(Description of the task)
Reproduce the listing below, switching every "in this photo" to "in this image" and leaving all else unchanged. Omit the pictures from your answer.

***** Exercise data *****

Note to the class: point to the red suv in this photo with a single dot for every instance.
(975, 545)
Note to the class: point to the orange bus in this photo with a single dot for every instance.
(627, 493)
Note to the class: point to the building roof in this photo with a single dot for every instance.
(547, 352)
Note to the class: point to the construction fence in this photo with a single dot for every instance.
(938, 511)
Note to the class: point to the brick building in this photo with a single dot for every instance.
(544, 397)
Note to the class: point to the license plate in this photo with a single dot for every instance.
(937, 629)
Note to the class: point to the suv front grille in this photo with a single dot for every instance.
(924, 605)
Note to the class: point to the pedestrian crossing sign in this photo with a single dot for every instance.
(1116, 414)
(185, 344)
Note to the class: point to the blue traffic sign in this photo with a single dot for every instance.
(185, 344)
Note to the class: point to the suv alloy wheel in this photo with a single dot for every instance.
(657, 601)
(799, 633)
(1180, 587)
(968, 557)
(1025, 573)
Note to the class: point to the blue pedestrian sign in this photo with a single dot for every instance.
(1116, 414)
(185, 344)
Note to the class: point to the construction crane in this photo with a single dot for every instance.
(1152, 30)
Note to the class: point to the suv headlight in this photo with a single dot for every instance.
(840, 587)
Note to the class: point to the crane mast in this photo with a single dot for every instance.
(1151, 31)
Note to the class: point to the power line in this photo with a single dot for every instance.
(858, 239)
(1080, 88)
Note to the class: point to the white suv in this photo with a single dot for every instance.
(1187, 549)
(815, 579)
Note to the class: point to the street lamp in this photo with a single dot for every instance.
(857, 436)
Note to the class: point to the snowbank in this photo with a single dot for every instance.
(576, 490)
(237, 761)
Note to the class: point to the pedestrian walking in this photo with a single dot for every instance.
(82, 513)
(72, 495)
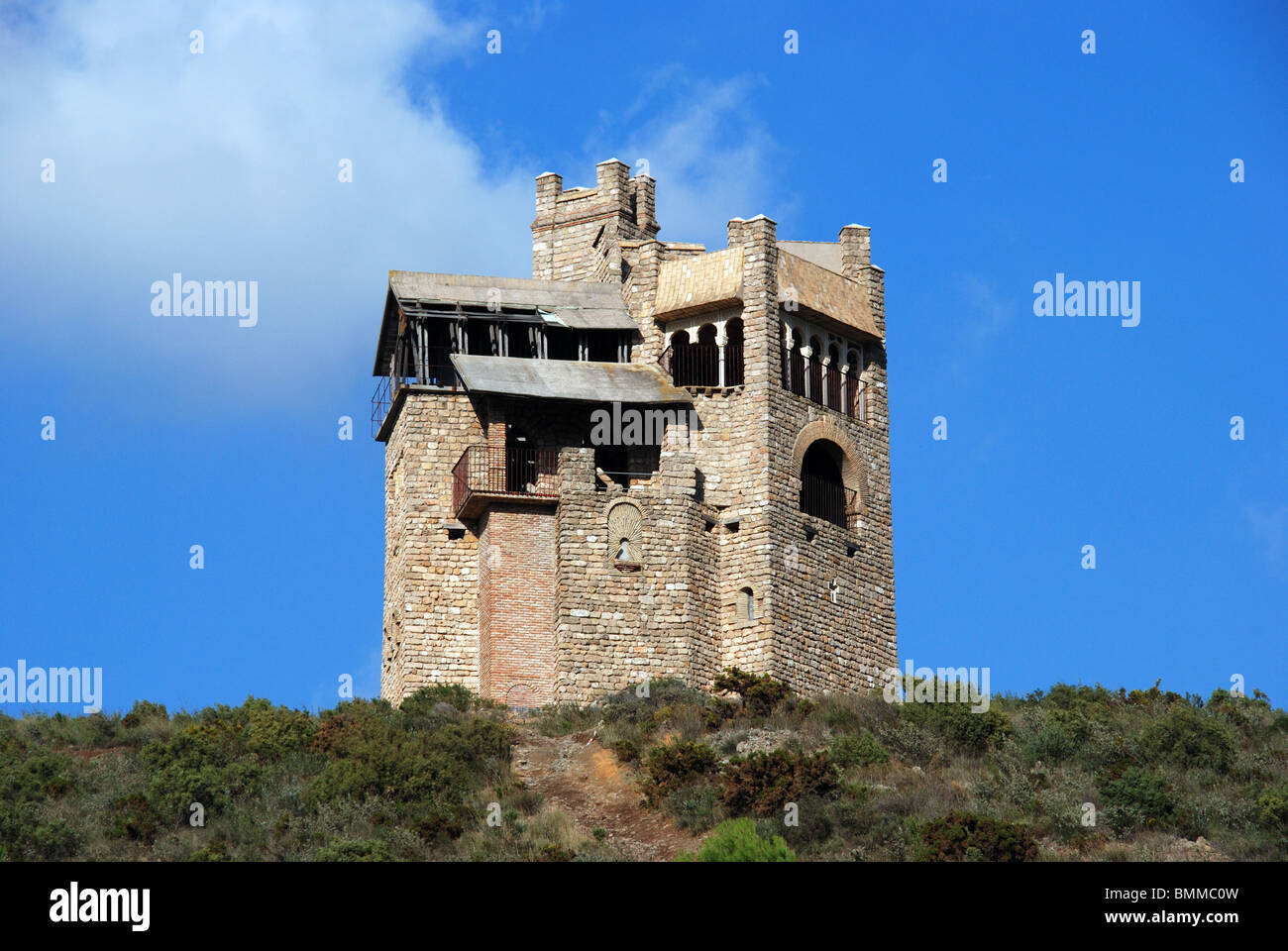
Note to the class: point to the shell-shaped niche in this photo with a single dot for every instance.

*****

(Answer below)
Note to the class: point to the red suv in this image with a single dot for every instance.
(975, 545)
Note to the class: point to the orange bus in this image with a single dot for every instance.
(627, 493)
Note to the class: point to the building roof in this image with a single dot for every instance.
(547, 352)
Note to the class: point to the construction fence in this image with a single dot for every instance.
(938, 511)
Note to the class: point to the brick building in this image with a single dot for every instance.
(544, 397)
Note to the class: point to the license plate in this image with a single dot for every instance.
(937, 629)
Note to the class: point to the suv front grille in this image with a single dot for every instance.
(924, 605)
Note to the class: point to the pedestrian crossing sign in this image with a single dot for every instance.
(1116, 414)
(185, 344)
Note to the class: point to the blue traffic sign in this image with a single dot for every instance.
(185, 344)
Note to the class: point to the suv alloy wheel in this image with a single dot for every instance.
(657, 601)
(799, 633)
(1180, 587)
(968, 557)
(1025, 573)
Note to the class: point to the blue pedestrian sign in this image with a single dot for every instance.
(1116, 414)
(185, 344)
Note to the class: point to the construction crane in this image with a single dot for every instance.
(1152, 30)
Note to the class: point to the suv headlight in this image with a single dot for every instance.
(840, 587)
Note to the class: point to the crane mast in this image with a single dot for every instance.
(1151, 31)
Note to the class: point to the power line in this image with a single dot for every instance.
(858, 239)
(1080, 88)
Note to the class: point to the white suv in this image with a single dot for every instance.
(1187, 549)
(815, 579)
Note to the class: point to the street lamp in this image with a single dot for every instance.
(857, 436)
Note to the class: point to the snowbank in this image with a single dot for every instance.
(576, 490)
(237, 761)
Note to the class: point to the pedestrian walking in this image with a single dot for every instance.
(82, 513)
(72, 495)
Note to the class: point to the shell-shaped niche in this image with a single dot for every instance.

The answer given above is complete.